Required action |
A verbatim transcript of the data that follows, free of images, is the expected result.

Exercise input |

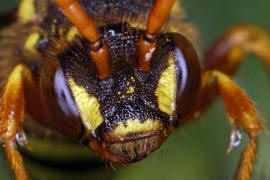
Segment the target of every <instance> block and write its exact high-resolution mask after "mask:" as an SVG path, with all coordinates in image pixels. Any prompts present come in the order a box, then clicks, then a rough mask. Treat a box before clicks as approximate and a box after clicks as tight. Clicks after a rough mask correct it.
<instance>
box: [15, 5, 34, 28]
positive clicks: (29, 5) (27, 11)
mask: <svg viewBox="0 0 270 180" xmlns="http://www.w3.org/2000/svg"><path fill="white" fill-rule="evenodd" d="M18 15H19V18H20V20H21V21H22V22H23V23H27V22H29V21H31V20H33V19H34V17H35V6H34V0H21V3H20V6H19V11H18Z"/></svg>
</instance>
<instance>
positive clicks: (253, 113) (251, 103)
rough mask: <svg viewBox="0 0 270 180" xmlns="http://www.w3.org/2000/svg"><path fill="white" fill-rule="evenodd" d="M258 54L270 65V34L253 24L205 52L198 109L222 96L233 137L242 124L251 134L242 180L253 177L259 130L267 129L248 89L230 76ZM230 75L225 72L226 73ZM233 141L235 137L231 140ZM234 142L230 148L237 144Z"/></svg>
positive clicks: (241, 174)
mask: <svg viewBox="0 0 270 180" xmlns="http://www.w3.org/2000/svg"><path fill="white" fill-rule="evenodd" d="M249 52H251V53H254V54H256V55H258V56H259V57H261V58H262V60H263V61H264V62H265V63H266V65H267V66H268V67H269V68H270V36H269V34H268V33H267V32H265V31H264V30H263V29H261V28H259V27H256V26H253V25H238V26H235V27H233V28H231V29H230V30H229V31H227V32H226V33H225V34H224V35H223V36H222V37H221V38H220V39H219V40H218V41H217V42H216V43H215V44H214V45H213V46H212V47H211V48H210V49H209V50H208V51H207V52H206V54H205V56H204V59H203V62H202V63H203V64H202V67H203V72H204V74H203V94H202V97H203V98H202V100H201V103H200V105H199V107H198V110H202V109H204V108H205V107H206V106H207V105H209V104H211V102H212V101H213V100H214V99H215V97H216V95H217V94H220V95H221V96H222V99H223V101H224V104H225V107H226V109H227V111H228V114H229V120H230V122H231V124H234V125H235V128H233V131H232V136H233V135H234V134H235V133H236V131H237V129H238V126H239V125H242V126H243V128H244V130H245V131H246V132H247V133H248V135H249V144H248V147H247V148H246V149H245V150H244V152H243V154H242V159H241V162H240V164H239V169H238V172H237V175H236V179H238V180H249V179H250V175H251V172H252V169H253V165H254V161H255V155H256V150H257V136H256V133H257V132H258V131H259V130H262V129H263V125H262V124H261V123H260V121H259V120H258V117H257V115H256V112H255V108H254V107H253V105H252V103H251V101H250V100H249V98H248V97H247V96H246V94H245V93H244V91H243V90H242V89H241V88H240V87H239V86H238V85H237V84H236V83H235V82H233V81H232V80H231V79H230V78H229V77H227V75H233V74H234V73H235V72H236V70H237V68H238V67H239V66H240V65H241V63H242V62H243V61H244V59H245V56H246V55H247V54H248V53H249ZM223 73H225V74H227V75H225V74H223ZM231 141H233V140H231ZM232 144H233V142H231V144H230V146H229V148H228V151H230V150H231V148H232V147H233V145H232Z"/></svg>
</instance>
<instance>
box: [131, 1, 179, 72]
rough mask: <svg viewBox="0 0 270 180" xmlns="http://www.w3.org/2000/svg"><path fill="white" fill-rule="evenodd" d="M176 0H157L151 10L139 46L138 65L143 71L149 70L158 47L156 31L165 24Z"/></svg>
mask: <svg viewBox="0 0 270 180" xmlns="http://www.w3.org/2000/svg"><path fill="white" fill-rule="evenodd" d="M174 2H175V0H157V2H156V4H155V6H154V7H153V8H152V9H151V10H150V13H149V16H148V24H147V29H146V32H145V34H144V36H141V37H140V38H139V41H138V47H137V52H136V55H137V60H138V67H139V69H141V70H142V71H149V69H150V67H149V66H150V60H151V57H152V55H153V53H154V51H155V48H156V37H155V35H156V33H157V32H158V31H159V30H160V28H161V27H162V25H163V24H164V22H165V20H166V17H167V16H168V14H169V12H170V10H171V8H172V6H173V4H174Z"/></svg>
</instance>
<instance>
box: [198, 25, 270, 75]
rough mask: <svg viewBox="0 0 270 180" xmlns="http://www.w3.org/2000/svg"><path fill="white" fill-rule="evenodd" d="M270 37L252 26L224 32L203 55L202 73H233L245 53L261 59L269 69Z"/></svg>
mask: <svg viewBox="0 0 270 180" xmlns="http://www.w3.org/2000/svg"><path fill="white" fill-rule="evenodd" d="M269 50H270V36H269V34H268V33H266V32H265V31H264V30H263V29H261V28H259V27H256V26H253V25H238V26H235V27H233V28H231V29H230V30H229V31H228V32H226V33H225V34H224V35H223V36H222V37H221V38H220V39H219V40H218V41H217V42H216V43H215V44H214V45H213V46H212V47H211V48H210V49H209V50H208V51H207V52H206V54H205V55H204V59H203V64H202V66H203V71H206V70H210V69H213V70H219V71H221V72H224V73H226V74H228V75H232V74H234V73H235V71H236V70H237V68H238V67H239V65H240V64H241V63H242V62H243V60H244V58H245V56H246V55H247V53H249V52H252V53H255V54H256V55H258V56H259V57H261V58H262V60H263V61H264V62H265V63H266V64H267V66H268V67H269V68H270V51H269Z"/></svg>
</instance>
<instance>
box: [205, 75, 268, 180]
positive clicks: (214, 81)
mask: <svg viewBox="0 0 270 180" xmlns="http://www.w3.org/2000/svg"><path fill="white" fill-rule="evenodd" d="M202 83H203V93H207V92H208V90H209V88H212V87H213V86H215V87H216V88H217V89H218V92H219V94H220V95H221V97H222V99H223V102H224V105H225V107H226V110H227V112H228V116H229V121H230V123H231V124H232V125H234V126H235V127H236V128H234V129H233V131H232V136H233V135H234V134H235V133H236V132H237V130H238V126H240V125H241V126H242V127H243V128H244V130H245V131H246V132H247V133H248V135H249V144H248V146H247V148H246V149H245V150H244V152H243V153H242V159H241V161H240V164H239V169H238V172H237V175H236V179H237V180H249V179H250V176H251V172H252V170H253V166H254V162H255V157H256V151H257V135H256V134H257V132H258V131H260V130H263V125H262V123H261V122H260V121H259V118H258V116H257V114H256V110H255V108H254V106H253V104H252V102H251V100H250V99H249V98H248V96H247V95H246V94H245V93H244V91H243V90H242V89H241V88H240V87H239V86H238V85H237V84H236V83H235V82H234V81H233V80H231V79H230V78H229V77H228V76H227V75H225V74H223V73H222V72H219V71H215V70H213V71H206V72H205V73H204V74H203V79H202ZM234 141H235V140H234V139H231V144H230V146H229V148H228V151H230V150H231V149H232V147H233V146H234V145H233V144H234V143H235V142H234Z"/></svg>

Result of this exercise |
Segment the target of every <instance> block and write its exact high-resolution mask after "mask:" as an SVG path, with all coordinates in image pixels. Any prompts present come in the order a box, then clicks, then a rough mask. Treat a box before clicks as approximate and a box after clicks as tight. Clicks after a rough mask correct it.
<instance>
box: [15, 5, 34, 28]
positive clicks: (29, 5) (27, 11)
mask: <svg viewBox="0 0 270 180" xmlns="http://www.w3.org/2000/svg"><path fill="white" fill-rule="evenodd" d="M18 15H19V18H20V20H21V21H22V22H23V23H27V22H29V21H31V20H33V19H34V17H35V6H34V0H21V3H20V6H19V11H18Z"/></svg>
</instance>
<instance>
positive clicks: (253, 113) (251, 103)
rough mask: <svg viewBox="0 0 270 180" xmlns="http://www.w3.org/2000/svg"><path fill="white" fill-rule="evenodd" d="M258 54L270 65V34L253 24L205 52L198 109L222 96L233 137L242 124L251 134L242 180L253 177L259 130L267 129L248 89L230 76ZM230 75L225 72L226 73ZM233 141L235 137L231 140ZM234 142L230 148L237 144Z"/></svg>
positive clicks: (241, 174)
mask: <svg viewBox="0 0 270 180" xmlns="http://www.w3.org/2000/svg"><path fill="white" fill-rule="evenodd" d="M249 52H251V53H254V54H256V55H258V56H259V57H261V58H262V60H263V61H264V62H265V63H266V65H267V66H268V67H269V68H270V36H269V34H268V33H267V32H265V31H264V30H263V29H261V28H259V27H256V26H253V25H238V26H235V27H233V28H231V29H230V30H229V31H227V32H226V33H225V34H224V35H223V36H222V37H221V38H220V39H219V40H218V41H217V42H216V43H215V44H214V45H213V46H212V47H211V48H210V49H209V50H208V51H207V52H206V54H205V56H204V59H203V62H202V63H203V64H202V67H203V72H204V74H203V94H202V97H203V98H202V100H201V103H200V105H199V107H198V110H202V109H204V108H205V107H206V106H207V105H209V104H211V102H212V101H213V100H214V99H215V97H216V95H217V94H220V95H221V96H222V99H223V101H224V104H225V107H226V109H227V111H228V114H229V120H230V122H231V124H234V125H235V128H233V131H232V136H233V135H234V134H235V133H236V131H237V129H238V126H239V125H242V126H243V128H244V130H245V131H246V132H247V133H248V135H249V144H248V147H247V148H246V149H245V150H244V152H243V154H242V159H241V162H240V164H239V169H238V172H237V175H236V179H238V180H249V179H250V175H251V172H252V169H253V165H254V161H255V155H256V150H257V136H256V133H257V132H258V131H259V130H262V129H263V125H262V124H261V123H260V121H259V120H258V117H257V115H256V112H255V108H254V107H253V105H252V103H251V101H250V100H249V98H248V97H247V96H246V94H245V93H244V91H243V90H242V89H241V88H240V87H239V86H238V85H237V84H236V83H235V82H233V81H232V80H231V79H230V78H229V77H227V75H233V74H234V73H235V72H236V70H237V68H238V67H239V66H240V65H241V63H242V62H243V61H244V59H245V56H246V55H247V54H248V53H249ZM223 73H225V74H227V75H225V74H223ZM231 141H233V140H231ZM232 144H233V142H231V144H230V146H229V148H228V151H230V150H231V148H232V147H233V145H232Z"/></svg>
</instance>
<instance>
box: [131, 1, 179, 72]
rough mask: <svg viewBox="0 0 270 180" xmlns="http://www.w3.org/2000/svg"><path fill="white" fill-rule="evenodd" d="M176 0H157L151 10L139 46L138 65L143 71L149 70L158 47L156 31L165 24Z"/></svg>
mask: <svg viewBox="0 0 270 180" xmlns="http://www.w3.org/2000/svg"><path fill="white" fill-rule="evenodd" d="M174 2H175V0H157V2H156V4H155V6H154V7H153V8H152V9H151V10H150V13H149V16H148V24H147V29H146V32H145V34H144V36H141V37H140V38H139V41H138V47H137V52H136V55H137V60H138V67H139V69H141V70H142V71H149V69H150V67H149V66H150V60H151V57H152V55H153V53H154V51H155V48H156V37H155V35H156V33H157V32H158V31H159V30H160V28H161V27H162V25H163V24H164V22H165V20H166V17H167V16H168V14H169V12H170V10H171V8H172V6H173V4H174Z"/></svg>
</instance>
<instance>
box: [198, 25, 270, 75]
rough mask: <svg viewBox="0 0 270 180" xmlns="http://www.w3.org/2000/svg"><path fill="white" fill-rule="evenodd" d="M270 37L252 26L224 32L203 55L202 73H233L245 53L261 59L269 69Z"/></svg>
mask: <svg viewBox="0 0 270 180" xmlns="http://www.w3.org/2000/svg"><path fill="white" fill-rule="evenodd" d="M269 50H270V36H269V34H268V33H266V32H265V31H264V30H263V29H261V28H259V27H256V26H253V25H238V26H235V27H233V28H231V29H230V30H229V31H228V32H226V33H225V34H224V35H223V36H222V37H221V38H220V39H219V40H218V41H217V42H216V43H215V44H214V45H213V46H212V47H211V48H210V49H209V50H208V51H207V52H206V54H205V55H204V59H203V64H202V66H203V71H206V70H210V69H213V70H219V71H221V72H224V73H226V74H228V75H232V74H234V73H235V71H236V70H237V68H238V67H239V65H240V64H241V63H242V62H243V60H244V58H245V56H246V55H247V53H249V52H252V53H255V54H256V55H258V56H259V57H261V58H262V60H263V61H264V62H265V63H266V64H267V66H268V67H269V68H270V51H269Z"/></svg>
</instance>
<instance>
box: [205, 75, 268, 180]
positive clicks: (214, 81)
mask: <svg viewBox="0 0 270 180" xmlns="http://www.w3.org/2000/svg"><path fill="white" fill-rule="evenodd" d="M202 83H203V93H207V92H208V90H209V88H212V87H213V86H215V87H216V88H217V89H218V92H219V94H220V95H221V97H222V99H223V102H224V105H225V107H226V110H227V112H228V116H229V121H230V123H231V124H232V125H234V126H235V127H236V128H234V129H233V131H232V136H233V135H234V134H235V133H236V132H237V130H238V126H240V125H241V126H242V127H243V128H244V130H245V131H246V132H247V133H248V135H249V144H248V146H247V148H246V149H245V150H244V152H243V153H242V159H241V161H240V164H239V169H238V172H237V175H236V179H237V180H249V179H250V176H251V172H252V170H253V166H254V162H255V157H256V151H257V135H256V134H257V132H258V131H260V130H263V125H262V123H261V122H260V121H259V118H258V116H257V114H256V110H255V108H254V106H253V104H252V102H251V100H250V99H249V98H248V96H247V95H246V94H245V93H244V91H243V90H242V89H241V88H240V87H239V86H238V85H237V84H236V83H235V82H234V81H233V80H231V79H230V78H229V77H228V76H227V75H225V74H223V73H222V72H219V71H215V70H213V71H206V72H205V73H204V74H203V79H202ZM234 141H235V140H234V139H231V144H230V146H229V148H228V151H230V150H231V149H232V147H233V146H234V145H233V144H234V143H235V142H234Z"/></svg>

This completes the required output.